DIRECTIONS.
• A. Translate this sentence from the article on building Bugle into Spanish: "Production traffic only ever hits the one active version."
• B. According to the article on building Bugle, how long did the first version take to build?
• C. Carry the article on building Bugle forward from its last sentence.

PROVIDED TEXT.
Building Bugle: a hunting-law agent and a Monte Carlo draw engine
How I built a cited, multi-state regulations assistant — plus a draw-odds simulator — in about 25 hours, and the engineering decisions that made it hold together.
ProjectBugleBugle started as a simple question: why is it so hard to get a straight answer about hunting regulations? The rules differ by state, species, weapon, and season. They live in statutes, administrative code, and annual proclamations — different formats, different agencies. And the draw systems that hand out limited tags are opaque enough that companies charge money for a human to explain them.
I wanted an agent that could read the actual law, cite it, and — eventually — simulate your odds of drawing a tag. I built the first version in about 25 hours of focused work. Here's what made it hold together.
Treat the knowledge base as a versioned artifact
The first decision was the most important one: the corpus is immutable and versioned. Most AI products mutate their knowledge base in place — update the PDFs, re-ingest, hope nothing broke. That's how you serve a stale or half-ingested answer to a user without knowing.
Instead, every ingest targets a candidate version. Production traffic only ever hits the one active version. Promotion is a single atomic flag flip, rollback is trivial, and superseded regulations don't vanish — they're marked with a supersession date so the audit trail survives.
# Build a candidate, validate it, then promote — never touch production mid-ingest
pnpm ingest run utah-r657-5 --version 2026-candidate
pnpm ingest validate --version 2026-candidate
pnpm eval --corpus 2026-candidate # must clear the gates
pnpm ingest promote --version 2026-candidateThe whole pipeline is a CLI: fetch → parse → materialize → embed → validate, each stage idempotent. That CLI became the most valuable thing in the project. It let me bring on a new state in an afternoon instead of a week.
Retrieval that's allowed to say "no"
A wrong answer about the law isn't a typo — it's a citation or a fine. So the retrieval pipeline is built to refuse rather than guess. A query gets decomposed, run through hybrid search (vector + keyword + metadata), reranked, answered by Claude with streamed citations, and then verified for faithfulness — every step traced.
Two guardrails matter most: conversations are bound to a single state so retrieval can't cross jurisdictions, and the decomposition step explicitly refuses legal-advice and out-of-scope questions before any retrieval happens.

Recorded data:
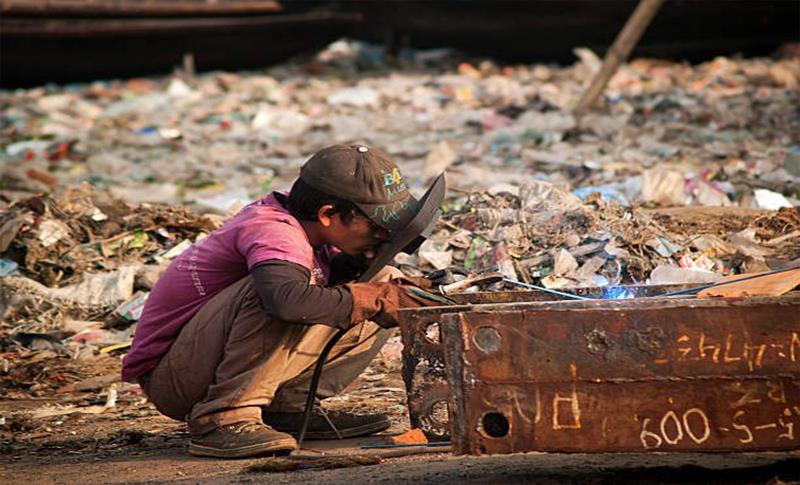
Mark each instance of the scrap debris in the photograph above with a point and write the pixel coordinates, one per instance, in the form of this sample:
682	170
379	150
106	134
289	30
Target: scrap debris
686	174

ANSWERS PER TASK.
• A. El tráfico de producción solo llega a la única versión activa.

• B. About 25 hours of focused work.

• C.
The eval harness runs the real pipeline
This is the part I'm most proud of. The eval suite doesn't reimplement retrieval — it imports the exact production code. So a model bump, a prompt tweak, or a chunking change is caught by the same 348 expert-validated cases that gate every release.
The golden set includes hallucination traps (must_not_claim) and must-refuse questions. Faithfulness and citation accuracy are hard gates — a corpus version doesn't ship unless it clears them.
The marquee feature: simulating the draw
The draw engine answers the question hunters actually care about: how many years until I'm likely to draw? It simulates the draw forward year by year — accounting for point creep, pool churn, resident vs. non-resident quotas, and rule changes (Colorado flips from a preference system to a hybrid split in 2028).
The key design move: draw mechanics are validated config data, not engine code.
// A rule change is a row, not a deploy.
{
state: "CO",
species: "elk",
mechanic: "hybrid_split", // 50% preference / 50% random
season_year_from: 2028,
config: { splitRatio: 0.5 },
}Seven mechanic types are implemented as pure functions. Preference draws are solved analytically (no sampling needed); the weighted and hybrid mechanics run a Monte Carlo simulation over the applicant pool. Everything is framed as a research projection — never a guarantee. That framing is non-negotiable, because the honest answer is "here's what the history implies," not "you will draw."
What I took away
You can move fast and be disciplined — they're not opposites. Corpus versioning, an eval harness over real code, and config-as-data were what let one person build a knowledge-heavy AI product in 25 hours without lying to users about correctness. The constraints were the accelerant.